→ **HOW TO COMPLETE THIS TASK**
Go through the data below and repeat it exactly, skipping each picture.

Collected data
----
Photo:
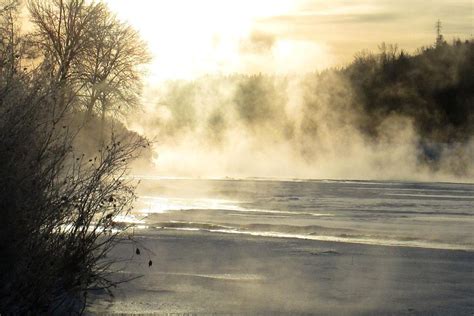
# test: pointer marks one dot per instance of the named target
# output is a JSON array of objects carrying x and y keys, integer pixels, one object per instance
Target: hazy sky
[{"x": 189, "y": 38}]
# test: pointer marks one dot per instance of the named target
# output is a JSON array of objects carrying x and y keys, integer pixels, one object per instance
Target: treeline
[
  {"x": 63, "y": 154},
  {"x": 431, "y": 90},
  {"x": 434, "y": 87}
]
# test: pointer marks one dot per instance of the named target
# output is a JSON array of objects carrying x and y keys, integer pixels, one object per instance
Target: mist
[{"x": 317, "y": 125}]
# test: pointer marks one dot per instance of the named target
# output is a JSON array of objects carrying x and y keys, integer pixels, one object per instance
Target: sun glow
[{"x": 192, "y": 38}]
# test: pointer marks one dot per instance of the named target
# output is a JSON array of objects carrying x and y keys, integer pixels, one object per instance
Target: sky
[{"x": 191, "y": 38}]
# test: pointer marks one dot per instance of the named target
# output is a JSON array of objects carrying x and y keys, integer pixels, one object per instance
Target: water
[{"x": 428, "y": 215}]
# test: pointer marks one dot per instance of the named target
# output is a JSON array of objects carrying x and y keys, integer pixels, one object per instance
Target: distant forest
[{"x": 433, "y": 89}]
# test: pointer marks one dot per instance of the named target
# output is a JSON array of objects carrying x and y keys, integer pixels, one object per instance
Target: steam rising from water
[{"x": 286, "y": 127}]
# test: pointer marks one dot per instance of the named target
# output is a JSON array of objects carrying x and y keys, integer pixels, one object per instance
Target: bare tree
[
  {"x": 57, "y": 207},
  {"x": 100, "y": 57}
]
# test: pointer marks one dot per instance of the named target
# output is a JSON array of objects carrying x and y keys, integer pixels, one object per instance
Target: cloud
[{"x": 257, "y": 42}]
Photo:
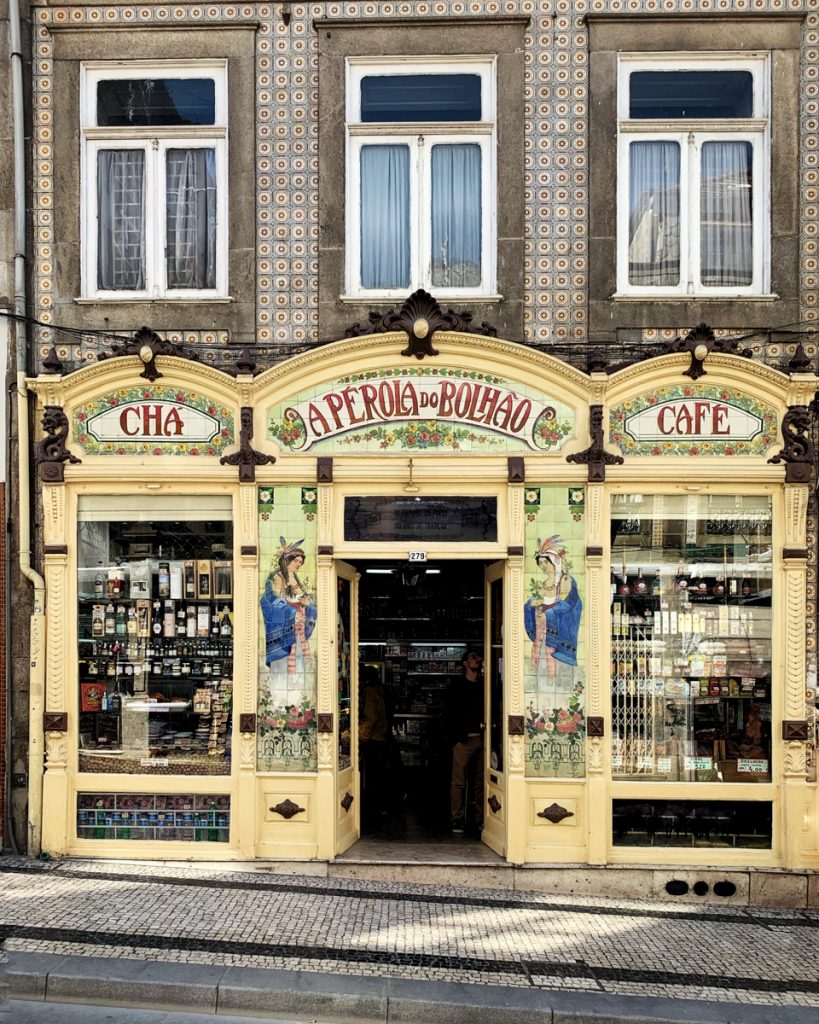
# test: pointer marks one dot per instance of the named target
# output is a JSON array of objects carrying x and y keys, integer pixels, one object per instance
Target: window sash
[
  {"x": 690, "y": 244},
  {"x": 156, "y": 235},
  {"x": 421, "y": 228}
]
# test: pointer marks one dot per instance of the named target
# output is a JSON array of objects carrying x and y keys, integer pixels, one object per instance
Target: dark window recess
[
  {"x": 692, "y": 94},
  {"x": 696, "y": 823},
  {"x": 421, "y": 519},
  {"x": 421, "y": 97},
  {"x": 149, "y": 101}
]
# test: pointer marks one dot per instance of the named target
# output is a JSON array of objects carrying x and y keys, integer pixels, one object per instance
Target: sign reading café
[
  {"x": 692, "y": 420},
  {"x": 154, "y": 420},
  {"x": 418, "y": 408}
]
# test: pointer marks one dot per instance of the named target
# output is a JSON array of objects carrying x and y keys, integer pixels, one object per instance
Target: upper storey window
[
  {"x": 693, "y": 175},
  {"x": 155, "y": 148},
  {"x": 421, "y": 176}
]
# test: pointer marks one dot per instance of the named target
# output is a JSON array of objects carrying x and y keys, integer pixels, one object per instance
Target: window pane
[
  {"x": 421, "y": 97},
  {"x": 654, "y": 213},
  {"x": 691, "y": 629},
  {"x": 726, "y": 220},
  {"x": 190, "y": 218},
  {"x": 699, "y": 94},
  {"x": 456, "y": 216},
  {"x": 156, "y": 101},
  {"x": 385, "y": 216},
  {"x": 121, "y": 221}
]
----
→ **SOLUTION TO THE PROBLEM**
Photo:
# test: pointer marks one dot per instance of the named target
# output is a JSON array of objects carrying x and y keys, integer pixels, one object per instance
Target: hazy sky
[{"x": 189, "y": 38}]
# test: pointer marks one dot per instance of the named target
# output is a JSON array of objects carrying x and y keys, integer pixels, one object per instance
Target: treeline
[
  {"x": 63, "y": 154},
  {"x": 431, "y": 90},
  {"x": 434, "y": 87}
]
# test: pointer marks one dot per instance of the named target
# output is a JSON array of objects carrying x and y keys, integer pixels, one object per instance
Target: mist
[{"x": 317, "y": 125}]
# test: pointer marks one dot per instance of the named target
# output is a JSON array of objects carrying x and y keys, integer pixels, one object per instance
Target: sun glow
[{"x": 192, "y": 38}]
# test: pointer marks one dot per instance of the named target
# output is a JSON array of objects carrying x and y keys, integer pixels, one object per instance
Target: sky
[{"x": 191, "y": 38}]
# test: pointer marks one dot per instance of the named target
# output is a JSON array of objects carrying x and y keys, integer pixels, one object per instance
Target: water
[{"x": 428, "y": 215}]
# test: pointer marks one dot per instance of the named target
# output is a JSON array of objects carrying x and y keys, integer pixels, one object per instance
Target: distant forest
[{"x": 433, "y": 89}]
# test: pointer marks one dot per instance of the named target
# output is a JSON array of objects carrying x and y keys, integer pixels, one object per instance
Target: steam rising from water
[{"x": 286, "y": 127}]
# test: pointer marks one dot per instance of the named target
# output is a JSON array of objects carrying x and y keys, integer pixels, one object per instance
Target: bare tree
[
  {"x": 57, "y": 207},
  {"x": 100, "y": 57}
]
# test: pointer marks one dot per instance of the named target
# output is a JSON array of objects carrying x and y keys, integer pixels, one object per instance
Target: cloud
[{"x": 257, "y": 42}]
Photo:
# test: pointer marks one dot per instance of the named target
# output is a JSON array of objects carrying x and y keys, integer pixels, one object per instance
Target: window sash
[
  {"x": 690, "y": 244},
  {"x": 156, "y": 235},
  {"x": 421, "y": 228}
]
# test: pointer marks one dot per instance of the named target
# output is a JSON array of objects carrying x and y keys, integer pixels, one object per instance
Target: dark window recess
[
  {"x": 692, "y": 94},
  {"x": 696, "y": 823},
  {"x": 421, "y": 519},
  {"x": 421, "y": 97},
  {"x": 149, "y": 101}
]
# test: pointer marks one dot per instance of the named target
# output is a JSON array of objects carrying x and y keys, integer pixels, one object per instance
Target: sign reading café
[
  {"x": 692, "y": 420},
  {"x": 154, "y": 420},
  {"x": 418, "y": 408}
]
# test: pointer marks one dot per instance of the named target
# output is a JSON array of objects carrying x and y keys, integer pixels, one object per instance
Target: upper storey window
[
  {"x": 693, "y": 175},
  {"x": 155, "y": 148},
  {"x": 421, "y": 176}
]
# test: pointer marks one dot per instance of the named target
# output is a JSON array of objects carrying x and y keys, integer pixels, one object per instance
Target: window pane
[
  {"x": 421, "y": 97},
  {"x": 654, "y": 213},
  {"x": 691, "y": 629},
  {"x": 726, "y": 220},
  {"x": 190, "y": 218},
  {"x": 699, "y": 94},
  {"x": 456, "y": 216},
  {"x": 156, "y": 101},
  {"x": 385, "y": 216},
  {"x": 121, "y": 221}
]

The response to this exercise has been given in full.